Task details → Before copying, set the pictures aside; then repeat every line below verbatim.

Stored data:
────────────────────

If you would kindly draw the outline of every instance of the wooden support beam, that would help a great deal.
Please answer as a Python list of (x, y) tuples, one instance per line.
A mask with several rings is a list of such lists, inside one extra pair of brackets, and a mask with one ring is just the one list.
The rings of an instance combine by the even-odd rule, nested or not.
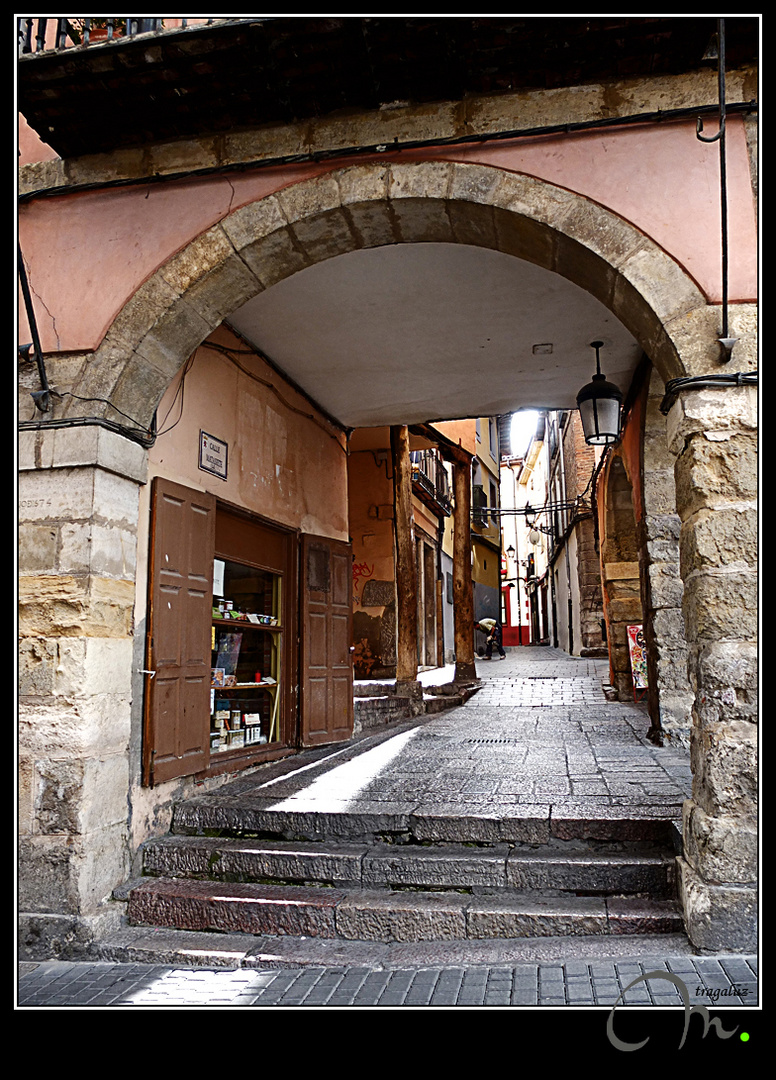
[(453, 463), (453, 625), (455, 678), (477, 678), (474, 666), (474, 586), (471, 544), (471, 463)]
[(396, 545), (396, 687), (417, 685), (418, 578), (412, 527), (412, 464), (406, 426), (391, 428)]

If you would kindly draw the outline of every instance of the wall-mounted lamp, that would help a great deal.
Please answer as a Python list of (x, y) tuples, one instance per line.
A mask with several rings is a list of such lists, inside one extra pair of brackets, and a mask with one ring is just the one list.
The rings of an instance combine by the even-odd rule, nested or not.
[(577, 408), (589, 446), (606, 446), (620, 437), (622, 393), (601, 374), (599, 349), (602, 345), (603, 341), (590, 342), (590, 348), (595, 349), (596, 374), (577, 394)]

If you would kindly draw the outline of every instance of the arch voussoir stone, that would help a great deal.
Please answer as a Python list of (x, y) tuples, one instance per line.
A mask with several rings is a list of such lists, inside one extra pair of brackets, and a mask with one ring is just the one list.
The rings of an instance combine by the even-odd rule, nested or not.
[(304, 252), (310, 265), (361, 247), (352, 219), (341, 207), (302, 219), (289, 228), (297, 247)]
[(229, 237), (238, 254), (288, 224), (276, 195), (267, 195), (256, 202), (234, 210), (221, 222), (221, 228)]
[(353, 165), (336, 174), (342, 212), (350, 222), (357, 246), (382, 247), (401, 242), (388, 199), (390, 168)]
[(181, 366), (181, 357), (189, 356), (217, 325), (203, 319), (191, 304), (180, 298), (149, 330), (135, 353), (167, 373), (169, 382)]
[(450, 197), (454, 165), (451, 161), (429, 161), (422, 167), (411, 163), (392, 163), (388, 174), (388, 198), (441, 199)]
[(234, 253), (234, 246), (222, 226), (214, 225), (196, 236), (161, 268), (162, 278), (178, 296), (222, 266)]

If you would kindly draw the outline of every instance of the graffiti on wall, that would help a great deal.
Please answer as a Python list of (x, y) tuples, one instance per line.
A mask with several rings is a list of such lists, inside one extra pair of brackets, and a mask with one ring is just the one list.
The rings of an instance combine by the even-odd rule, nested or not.
[(369, 563), (353, 561), (353, 604), (357, 607), (360, 602), (359, 593), (364, 582), (368, 581), (375, 572), (374, 563), (370, 566)]

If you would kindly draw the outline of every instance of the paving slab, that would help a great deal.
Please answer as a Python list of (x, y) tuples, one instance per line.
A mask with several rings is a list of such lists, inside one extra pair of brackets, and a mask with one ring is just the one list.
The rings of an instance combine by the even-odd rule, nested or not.
[[(440, 943), (444, 946), (445, 943)], [(568, 1007), (604, 1008), (616, 1004), (675, 1007), (684, 1015), (680, 988), (665, 974), (676, 973), (693, 1004), (723, 1008), (721, 1022), (734, 1030), (738, 1021), (748, 1034), (757, 1031), (758, 990), (755, 957), (720, 958), (743, 964), (749, 981), (723, 978), (712, 985), (700, 958), (642, 953), (601, 961), (500, 961), (490, 957), (472, 965), (452, 955), (426, 965), (370, 966), (316, 963), (300, 967), (217, 968), (154, 963), (76, 963), (42, 961), (21, 964), (17, 1009), (51, 1008), (464, 1008)], [(445, 963), (445, 961), (448, 961)], [(662, 964), (662, 967), (660, 966)], [(501, 1018), (500, 1018), (501, 1019)], [(534, 1023), (540, 1018), (534, 1017)], [(553, 1016), (553, 1022), (557, 1017)], [(678, 1022), (677, 1038), (681, 1034)], [(557, 1030), (557, 1029), (556, 1029)], [(738, 1030), (735, 1028), (735, 1030)], [(603, 1040), (603, 1035), (601, 1036)], [(603, 1045), (603, 1041), (602, 1041)], [(740, 1044), (739, 1044), (740, 1045)]]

────────────────────

Exercise output →
If you would kindly draw the outline of every instance of the wooden support beam, that would help a great deal.
Please answer as a Python list of (x, y) tuples, one instance per line.
A mask with several rings is a list of such lists, inside one extra pair of brackets, and a mask with one ring is just the one list.
The rings of an instance combine by the even-odd rule, nested or not.
[(453, 463), (453, 625), (455, 678), (477, 678), (474, 666), (474, 586), (471, 544), (471, 463)]
[(396, 545), (396, 687), (417, 685), (418, 578), (412, 527), (412, 464), (406, 426), (391, 428)]

If you would kindly draw the outline of every instance of the wall-mounted lamp, that would help a great deal.
Please answer as a Python list of (x, y) tuples, one instance per line.
A mask with several rings is a list of such lists, inside one extra pair of brackets, and a mask with one ring is just the one list.
The rings of an instance combine by the even-odd rule, nested or not.
[(577, 408), (589, 446), (606, 446), (620, 437), (622, 393), (601, 374), (599, 349), (602, 345), (603, 341), (590, 342), (590, 348), (595, 349), (596, 374), (577, 394)]

If you would kindly draw the outline of every instance of the arch voussoir stone, that would help a great deal.
Please answer as a Python list of (x, y) tuples, one instance per line.
A mask with several rings is a list of such lists, inside one extra pair of brackets, and a mask with one ring is just the one list.
The rings of an instance combine by the even-odd rule, nested or not.
[(304, 252), (310, 265), (361, 247), (352, 219), (341, 207), (302, 219), (289, 228), (297, 247)]
[(229, 237), (238, 254), (288, 224), (276, 195), (267, 195), (256, 202), (234, 210), (221, 222), (221, 228)]
[(353, 165), (336, 174), (342, 212), (350, 222), (357, 246), (382, 247), (401, 242), (388, 199), (390, 168)]
[(181, 366), (181, 357), (189, 356), (217, 325), (203, 319), (191, 304), (180, 298), (149, 330), (135, 353), (167, 373), (169, 382)]
[(450, 197), (454, 165), (451, 161), (429, 161), (422, 167), (411, 163), (392, 163), (388, 174), (388, 198), (441, 199)]
[(234, 253), (234, 246), (222, 226), (214, 225), (196, 236), (161, 268), (162, 278), (178, 296), (222, 266)]

If you would kindly draw the outline of every instance of the graffiti on wall, that would help a great deal.
Please answer as a Python list of (x, y) tuples, one instance per line.
A mask with several rings is a list of such lists, inside one extra pair of brackets, and a mask with one ring is just the one list.
The rings of an instance combine by the even-odd rule, nested or not.
[(369, 563), (353, 561), (353, 604), (357, 607), (360, 602), (359, 593), (364, 582), (368, 581), (375, 572), (374, 563), (370, 566)]

If you would kindly draw the outline of every instance of the paving slab, that would help a great deal.
Please answer as a Python list of (x, y) tuples, one instance per line.
A mask with several rings is a list of such lists, inside one extra pair of brackets, and a mask with one ring is just the one list.
The rings of an instance combine by the even-odd rule, nested or not.
[[(440, 943), (444, 946), (445, 943)], [(568, 1007), (604, 1008), (616, 1004), (675, 1007), (684, 1015), (680, 988), (665, 974), (676, 973), (693, 1004), (723, 1008), (721, 1022), (734, 1030), (738, 1021), (748, 1034), (757, 1031), (758, 990), (755, 957), (720, 958), (743, 964), (749, 981), (723, 978), (712, 985), (700, 958), (642, 953), (601, 961), (500, 961), (490, 957), (472, 965), (452, 955), (426, 965), (370, 966), (316, 963), (300, 967), (217, 968), (154, 963), (76, 963), (42, 961), (21, 964), (17, 1009), (51, 1008), (464, 1008)], [(445, 963), (445, 961), (448, 961)], [(662, 964), (662, 967), (660, 966)], [(501, 1018), (500, 1018), (501, 1019)], [(534, 1023), (540, 1018), (534, 1017)], [(553, 1016), (553, 1022), (557, 1017)], [(678, 1022), (677, 1038), (681, 1034)], [(557, 1030), (557, 1029), (556, 1029)], [(738, 1030), (735, 1028), (735, 1030)], [(603, 1040), (603, 1035), (601, 1036)], [(603, 1045), (603, 1041), (602, 1041)], [(740, 1044), (739, 1044), (740, 1045)]]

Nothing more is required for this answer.